Wednesday, November 13, 2013

A flood of memories

Disco sucks
Oh dear, almost a week since an entry?! Okay, I have excuses:
  1. I was sick for one day this week.
  2. I’m still behind on my online course lectures and have been scrambling to catch up.
  3. I’ve got something in the works that will be cool and fun, and I’ve been preoccupied with that.
  4. Umm...Sheeba ate my blog entry.
Three of those are true.

As I was watching my course videos today, one of the History of Rock videos made me laugh out loud and took me right back to the late ‘70s when I was in high school. It was about the rise of disco, and the visceral reaction that so many rock fans had to it. I was one of those rock fans, and so was Shane...so was our friend Steve.

We HATED disco. I still remember Shane and Steve taking a copy of "Saturday Night Fever" outside and flinging the LPs like frisbees up onto the garage roof. The prof talked about the big anti-disco rally at Comiskey Park in which a Chicago DJ blew up a bunch of disco albums in the middle of the field, and that resulted in the Chicago riot police being called out to control the crowd. You can’t make this shit up. Since we grew up so close to Chicago, we got WGN (this was pre-cable and satellite, remember!), and it was a big deal around here even before it was picked up by the national news. I remember it all very well!

He talked about the possible reasons for why us rock people hated disco:
  1. Reaction against promiscuity. Umm...no. They don't talk about sex, drugs, and rock and roll for nothin'. Sex is kind of a huge part of rock and roll, in my opinion, so we wouldn't reject disco because of that. Besides, you know...horny teenagers!
  2. Homophobia. Again, no. Most of us hearing disco on the radio had no idea that it had its roots in gay culture. And I've never been homophobic, even when I'd never really thought about that much. None of my business, anyway!

● **Provided material**
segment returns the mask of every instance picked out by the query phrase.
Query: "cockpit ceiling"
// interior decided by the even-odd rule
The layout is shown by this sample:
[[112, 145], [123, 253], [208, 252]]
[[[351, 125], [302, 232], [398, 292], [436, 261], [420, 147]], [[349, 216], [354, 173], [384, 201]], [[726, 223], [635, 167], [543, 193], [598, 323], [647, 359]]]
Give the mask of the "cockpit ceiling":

● **To-do list**
[1] In the blog post about disco, what did Shane and Steve do with a copy of "Saturday Night Fever"?
[2] Pick up the blog post about disco right after its final sentence and keep writing it.
You can complete this work without the records.

● **Task responses**
[1] They took it outside and flung the LPs like frisbees up onto the garage roof.

[2]
  3. Racism. Nope. Although I was accused a while back by a black friend of possibly being racist because I didn't like disco. She had said other such things in the past, and that was the last straw. That's still a joke between me and Shane...if I ever say anything even remotely anti-disco (I disputed Donna Summer's induction into the Rock and Roll Hall of Fame, for example), Shane says, "You racist!" The Ohio Players rocked, and their funky music was cool. I loved the Spinners and the Supremes and Stevie Wonder, and racism had nothing to do with my dislike of disco!
  4. Lack of musicianship and seriousness; mass-production. THAT'S the one! Having grown up on rock music on FM radio, hearing this drum machine bullshit on AM radio was just putrid to me. I liked guitarists and singers and drummers and songwriters who really poured their heart into performing and writing. Disco just seemed like cookie-cutter pop crap to me, with no real substance behind it. But I've always been a sucker for good lyrics and good musicians. Disco was the antithesis to "good music" to me. It wasn’t "real music."
I was writing to someone about this today, and I said that I've mellowed since then, and I even like a lot of current electronic dance music, but it still strikes me as having a harder edge than disco did. It was such a weird time, with progressive rock, mainstream pop, disco, and punk all converging. I still remember the Dark Days when "You Light Up My Life" (sappy mainstream pop rather than disco) was #1 for how many fucking weeks? I'd listen to Casey Kasem every week, and he'd get to #1 and say, "And for the leventy-leventh week in a row, it's Debby Boone at the top with..." and I'd go "UGH!" and turn off the radio. Haha!

The allegations against some about the dislike of promiscuity, possible homophobia, and possible racism may be true, but that was never the case with me and Shane, or any of the rest of my circle who hated disco. It was just a matter of loving music, and musicians, and their talent for writing songs and playing their music. We didn’t see a whole lot of that in disco, and that was why we were the ones proclaiming, "Disco sucks!"

Hey, two lists in this entry. The listmaker in me is happy.

Rock on, Citizens!

3 comments:

  1. I mute the television when Debby Boone sings that dreadful song in her commercial...ugh, that was horrible.

    I laughed out loud, literally, at the fact the riot police had to come to the anti disco rally!!! You are right, you can't make that up.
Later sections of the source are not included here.